Passage shown ::

An emotional tribute service was held in Torremolinos last week to honour Eduard Vandoorne, one of Malaga's most knowledgeable tour guides and ecologists, who recently died from cancer.
Members of his family and close friends gathered in the Molina de Inca botanical gardens in Torremolinos, a place that was very close to Eduard's heart, in order to receive a porcelain 'biznaga' in recognition of his work within the tourist industry in Malaga.
The award was the idea of one of his fellow tour guides, Jürgen Nolle, who, on realising the seriousness of his friend's condition, suggested that the provincial tourism authority recognise the tireless work that Eduard had done.
Eduard was diagnosed with an aggressive cancer just a few weeks ago, and although the department of tourism organised the event with haste, the popular expat died just a few days before the award was due to be presented.
His daughter, Luna, who had flown in from her home in Mexico to be with her father, told the small gathering that Eduard knew, and was very pleased, about the award. Her regret, she explained, was that her father could not be there to accept it.
“My father was very pleased when we told him about the award, but he was very sick by that time. One of the things that delayed the presentation was his health, as he could not travel very far, but I'm sure he is here with us today,” Luna said. “He loved these gardens and wanted to promote them because he believed that they are relatively unknown to tourists.”
Eduard had been living in Torremolinos for 20 years and had worked as a private guide for the Malaga tourism department, taking politicians, celebrities and TV crews on private tours to discover rural Malaga and the Costa del Sol.
He was well known within the Andalusian tourism sector, but in Torremolinos he is probably most remembered for his love of the trilby hat, which he was rarely seen without.
Born in Belgium in 1956, Eduard spoke Spanish, English, French, German, Dutch and Norwegian. He came to Spain during the late 1970s and settled in Motril, where his two children, Luna and Eduard junior, were born and raised.

Saved entries

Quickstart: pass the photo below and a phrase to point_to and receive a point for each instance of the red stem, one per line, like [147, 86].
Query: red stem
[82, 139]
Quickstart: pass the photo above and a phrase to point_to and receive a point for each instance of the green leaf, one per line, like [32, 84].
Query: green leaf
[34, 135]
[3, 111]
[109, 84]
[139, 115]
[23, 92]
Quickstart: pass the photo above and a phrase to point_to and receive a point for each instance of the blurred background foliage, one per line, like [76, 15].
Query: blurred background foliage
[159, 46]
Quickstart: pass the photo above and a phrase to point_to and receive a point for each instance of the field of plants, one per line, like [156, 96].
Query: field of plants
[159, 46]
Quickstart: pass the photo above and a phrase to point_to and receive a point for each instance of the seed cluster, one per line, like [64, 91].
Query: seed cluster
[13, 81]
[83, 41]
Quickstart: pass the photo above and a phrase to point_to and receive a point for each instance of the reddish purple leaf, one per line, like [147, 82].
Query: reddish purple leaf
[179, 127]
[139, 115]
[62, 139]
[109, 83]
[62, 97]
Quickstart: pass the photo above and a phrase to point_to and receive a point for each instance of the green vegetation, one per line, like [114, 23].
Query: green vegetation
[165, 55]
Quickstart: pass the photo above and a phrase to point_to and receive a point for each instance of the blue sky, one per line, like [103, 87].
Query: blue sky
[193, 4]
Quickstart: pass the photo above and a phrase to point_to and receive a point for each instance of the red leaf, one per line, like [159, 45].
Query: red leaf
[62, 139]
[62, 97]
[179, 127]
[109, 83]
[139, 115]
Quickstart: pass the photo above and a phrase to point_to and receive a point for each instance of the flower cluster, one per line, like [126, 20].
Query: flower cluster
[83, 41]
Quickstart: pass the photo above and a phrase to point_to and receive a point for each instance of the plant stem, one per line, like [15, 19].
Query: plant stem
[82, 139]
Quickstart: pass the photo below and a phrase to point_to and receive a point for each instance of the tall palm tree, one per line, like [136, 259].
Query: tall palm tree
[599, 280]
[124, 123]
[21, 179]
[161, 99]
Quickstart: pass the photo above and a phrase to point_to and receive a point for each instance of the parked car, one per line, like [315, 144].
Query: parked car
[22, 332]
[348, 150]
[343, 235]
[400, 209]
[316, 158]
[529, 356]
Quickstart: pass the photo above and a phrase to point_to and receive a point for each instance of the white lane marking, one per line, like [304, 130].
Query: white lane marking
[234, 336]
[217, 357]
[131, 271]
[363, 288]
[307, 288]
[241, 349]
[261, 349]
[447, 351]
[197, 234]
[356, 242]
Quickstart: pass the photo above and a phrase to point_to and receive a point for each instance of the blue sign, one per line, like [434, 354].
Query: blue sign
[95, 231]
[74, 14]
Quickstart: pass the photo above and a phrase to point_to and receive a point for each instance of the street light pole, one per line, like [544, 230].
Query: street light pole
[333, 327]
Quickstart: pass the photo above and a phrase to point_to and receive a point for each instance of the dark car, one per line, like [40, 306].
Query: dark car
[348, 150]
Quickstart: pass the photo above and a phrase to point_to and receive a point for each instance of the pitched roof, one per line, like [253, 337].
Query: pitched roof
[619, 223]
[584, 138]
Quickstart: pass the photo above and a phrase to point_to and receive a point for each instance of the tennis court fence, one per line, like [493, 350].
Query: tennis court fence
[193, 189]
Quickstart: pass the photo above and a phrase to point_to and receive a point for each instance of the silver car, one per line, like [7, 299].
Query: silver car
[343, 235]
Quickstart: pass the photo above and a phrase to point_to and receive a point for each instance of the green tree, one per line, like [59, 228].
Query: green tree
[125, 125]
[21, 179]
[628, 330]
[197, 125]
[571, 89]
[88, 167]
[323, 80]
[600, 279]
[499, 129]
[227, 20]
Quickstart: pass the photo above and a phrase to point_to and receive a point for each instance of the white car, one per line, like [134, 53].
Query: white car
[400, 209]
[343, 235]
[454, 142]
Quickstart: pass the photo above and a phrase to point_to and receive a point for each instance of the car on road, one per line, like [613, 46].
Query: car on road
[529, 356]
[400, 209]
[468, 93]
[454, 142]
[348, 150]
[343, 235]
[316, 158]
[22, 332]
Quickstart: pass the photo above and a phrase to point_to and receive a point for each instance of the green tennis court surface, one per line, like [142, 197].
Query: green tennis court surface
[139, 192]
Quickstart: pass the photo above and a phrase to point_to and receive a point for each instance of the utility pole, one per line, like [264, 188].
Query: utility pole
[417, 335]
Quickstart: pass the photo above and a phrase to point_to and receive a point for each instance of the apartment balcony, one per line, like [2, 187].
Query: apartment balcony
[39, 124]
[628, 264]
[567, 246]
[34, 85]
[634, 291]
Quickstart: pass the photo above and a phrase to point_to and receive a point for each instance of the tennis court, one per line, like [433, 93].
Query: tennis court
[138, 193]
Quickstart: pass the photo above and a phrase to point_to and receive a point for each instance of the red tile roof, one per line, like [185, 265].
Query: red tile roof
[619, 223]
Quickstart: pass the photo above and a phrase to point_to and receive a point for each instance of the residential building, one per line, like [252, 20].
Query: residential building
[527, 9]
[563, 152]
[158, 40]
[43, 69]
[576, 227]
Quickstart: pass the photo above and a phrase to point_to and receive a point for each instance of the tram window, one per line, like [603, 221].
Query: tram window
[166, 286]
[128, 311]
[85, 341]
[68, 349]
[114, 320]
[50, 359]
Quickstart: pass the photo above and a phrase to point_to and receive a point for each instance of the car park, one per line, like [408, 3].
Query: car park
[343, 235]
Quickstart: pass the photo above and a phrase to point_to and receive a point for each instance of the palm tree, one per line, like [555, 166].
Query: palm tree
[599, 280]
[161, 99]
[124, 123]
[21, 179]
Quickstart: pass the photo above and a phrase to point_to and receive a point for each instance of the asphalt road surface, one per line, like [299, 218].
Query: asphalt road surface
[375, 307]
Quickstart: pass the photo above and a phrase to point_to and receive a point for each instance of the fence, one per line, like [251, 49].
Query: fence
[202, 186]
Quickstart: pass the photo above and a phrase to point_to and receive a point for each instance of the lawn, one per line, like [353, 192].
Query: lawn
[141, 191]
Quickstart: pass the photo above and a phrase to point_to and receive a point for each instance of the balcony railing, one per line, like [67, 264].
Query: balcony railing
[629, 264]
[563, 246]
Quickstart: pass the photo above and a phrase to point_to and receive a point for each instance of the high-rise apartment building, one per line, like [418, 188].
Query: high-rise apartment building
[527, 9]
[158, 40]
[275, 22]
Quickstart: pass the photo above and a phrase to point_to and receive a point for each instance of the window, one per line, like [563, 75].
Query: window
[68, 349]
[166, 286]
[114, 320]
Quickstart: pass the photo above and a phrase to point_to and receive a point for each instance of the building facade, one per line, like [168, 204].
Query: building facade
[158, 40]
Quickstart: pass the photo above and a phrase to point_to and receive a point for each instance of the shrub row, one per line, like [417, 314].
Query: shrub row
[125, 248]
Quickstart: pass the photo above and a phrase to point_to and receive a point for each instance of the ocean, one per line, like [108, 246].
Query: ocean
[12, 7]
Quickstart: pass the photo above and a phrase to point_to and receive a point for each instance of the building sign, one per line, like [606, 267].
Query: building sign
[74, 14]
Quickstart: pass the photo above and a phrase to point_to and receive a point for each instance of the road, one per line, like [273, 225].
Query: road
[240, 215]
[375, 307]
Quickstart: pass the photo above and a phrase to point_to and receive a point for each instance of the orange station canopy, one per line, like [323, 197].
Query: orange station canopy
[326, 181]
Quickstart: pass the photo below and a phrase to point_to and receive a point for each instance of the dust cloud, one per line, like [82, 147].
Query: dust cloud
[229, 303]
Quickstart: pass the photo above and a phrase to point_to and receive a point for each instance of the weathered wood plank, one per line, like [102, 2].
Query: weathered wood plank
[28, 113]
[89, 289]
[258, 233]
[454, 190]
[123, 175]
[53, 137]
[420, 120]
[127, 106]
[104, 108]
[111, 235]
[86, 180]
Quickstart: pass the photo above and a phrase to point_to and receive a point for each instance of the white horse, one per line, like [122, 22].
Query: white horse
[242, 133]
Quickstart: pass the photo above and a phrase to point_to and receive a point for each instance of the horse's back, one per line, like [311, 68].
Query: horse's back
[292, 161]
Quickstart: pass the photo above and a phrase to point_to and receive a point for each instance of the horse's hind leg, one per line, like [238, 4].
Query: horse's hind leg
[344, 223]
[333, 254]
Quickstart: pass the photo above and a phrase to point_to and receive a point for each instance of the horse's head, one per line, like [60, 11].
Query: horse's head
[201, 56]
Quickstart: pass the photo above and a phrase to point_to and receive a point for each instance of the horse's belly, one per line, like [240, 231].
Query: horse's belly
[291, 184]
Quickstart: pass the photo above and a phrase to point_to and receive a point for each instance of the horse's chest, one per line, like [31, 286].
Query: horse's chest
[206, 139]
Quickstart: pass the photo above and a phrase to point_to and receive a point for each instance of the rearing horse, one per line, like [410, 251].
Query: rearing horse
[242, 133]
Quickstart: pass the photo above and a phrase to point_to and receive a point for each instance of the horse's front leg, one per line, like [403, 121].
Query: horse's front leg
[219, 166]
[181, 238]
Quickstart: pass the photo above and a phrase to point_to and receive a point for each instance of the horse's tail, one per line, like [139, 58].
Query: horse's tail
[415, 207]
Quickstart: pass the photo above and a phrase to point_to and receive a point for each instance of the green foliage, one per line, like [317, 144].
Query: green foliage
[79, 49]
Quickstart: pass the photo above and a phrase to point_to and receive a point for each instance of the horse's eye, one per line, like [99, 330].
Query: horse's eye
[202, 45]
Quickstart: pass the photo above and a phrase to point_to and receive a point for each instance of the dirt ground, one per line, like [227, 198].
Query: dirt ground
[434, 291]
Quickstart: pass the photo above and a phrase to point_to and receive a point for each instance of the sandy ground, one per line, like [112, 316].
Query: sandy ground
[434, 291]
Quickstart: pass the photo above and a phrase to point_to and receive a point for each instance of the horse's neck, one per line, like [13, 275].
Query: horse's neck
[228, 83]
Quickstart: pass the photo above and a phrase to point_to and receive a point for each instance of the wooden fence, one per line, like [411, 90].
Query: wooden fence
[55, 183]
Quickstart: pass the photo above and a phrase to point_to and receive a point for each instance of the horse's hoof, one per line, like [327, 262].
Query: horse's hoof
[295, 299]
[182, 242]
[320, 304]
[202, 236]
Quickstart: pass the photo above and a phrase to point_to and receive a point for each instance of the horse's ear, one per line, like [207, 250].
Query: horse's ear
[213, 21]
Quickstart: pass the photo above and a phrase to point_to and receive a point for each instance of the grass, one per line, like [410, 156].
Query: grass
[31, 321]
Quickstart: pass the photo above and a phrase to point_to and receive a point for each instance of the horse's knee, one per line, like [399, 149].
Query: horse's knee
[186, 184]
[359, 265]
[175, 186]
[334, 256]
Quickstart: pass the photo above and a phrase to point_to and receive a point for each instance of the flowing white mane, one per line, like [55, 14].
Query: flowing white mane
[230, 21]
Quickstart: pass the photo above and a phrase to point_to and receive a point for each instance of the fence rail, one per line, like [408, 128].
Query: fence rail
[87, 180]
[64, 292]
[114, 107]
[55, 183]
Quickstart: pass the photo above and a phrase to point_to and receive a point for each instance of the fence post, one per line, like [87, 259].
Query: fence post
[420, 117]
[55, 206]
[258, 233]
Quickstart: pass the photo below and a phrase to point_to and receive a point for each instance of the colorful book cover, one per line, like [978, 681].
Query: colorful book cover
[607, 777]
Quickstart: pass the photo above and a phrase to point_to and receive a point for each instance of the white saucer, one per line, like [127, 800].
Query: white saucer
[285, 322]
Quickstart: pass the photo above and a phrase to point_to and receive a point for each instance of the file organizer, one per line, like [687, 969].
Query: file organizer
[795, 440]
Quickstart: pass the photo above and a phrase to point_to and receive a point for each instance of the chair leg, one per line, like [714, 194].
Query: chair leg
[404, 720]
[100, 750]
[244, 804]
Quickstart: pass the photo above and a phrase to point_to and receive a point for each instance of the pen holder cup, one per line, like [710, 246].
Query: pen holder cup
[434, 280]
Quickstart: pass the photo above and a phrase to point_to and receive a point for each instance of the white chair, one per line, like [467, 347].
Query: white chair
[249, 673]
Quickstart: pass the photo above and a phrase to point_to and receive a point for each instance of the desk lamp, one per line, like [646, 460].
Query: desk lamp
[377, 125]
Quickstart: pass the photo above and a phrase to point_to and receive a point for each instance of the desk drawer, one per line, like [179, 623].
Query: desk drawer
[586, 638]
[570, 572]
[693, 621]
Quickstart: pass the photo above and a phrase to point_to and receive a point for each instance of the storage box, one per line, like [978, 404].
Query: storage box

Action item A :: Sum up the article about Eduard Vandoorne in two sentences.
Action item B :: According to the article about Eduard Vandoorne, how long had he been living in Torremolinos?
Action item C :: Please carry on the article about Eduard Vandoorne from the point where it stops.

Final answer A :: A tribute was held at the Molina de Inca botanical gardens in Torremolinos, where Eduard Vandoorne's family and friends received a porcelain 'biznaga' recognizing his work as a Malaga tour guide and ecologist. The award was suggested by fellow guide Jürgen Nolle, but Eduard died of cancer a few days before it was due to be presented.

Final answer B :: 20 years.

Final answer C ::
In 1985, Eduard became involved in a collective campaign - along with politicians, ecologists and members of the agricultural sector - to stop the proposed transfer of water from the Gualdalfeo river in Granada to the dam in Benínar. The idea of the project was to supply water to the Almeria region of Campo de Dalías, but Eduard, who believed that this would have caused serious economic and ecological damage to the Alpujarra and the Granada coastline, campaigned to have the project halted.
Eduard was a self-taught expert on water management in dry climates and he enjoyed a lifelong passion for plants and gardens. He believed in the potential of the Costa del Sol's green spaces and worked hard to promote them. He had been preparing a walking guide to some of the most interesting parks and botanical gardens in Malaga province, but this was a project he never managed to complete.
Jürgen Nolle, who had worked with Eduard for five years, said that he was one of the best tour guides in the area because he possessed “such an extensive knowledge of Andalucía”.
“Eduard was very passionate about his work and he had many projects planned, but he was not able to finish them because he became ill very quick. He will be greatly missed by all who came into contact with him,” Jürgen said.
Following a stroll through the botanical gardens, Eduard's family held a special memorial gathering in Playamar to celebrate his life and work.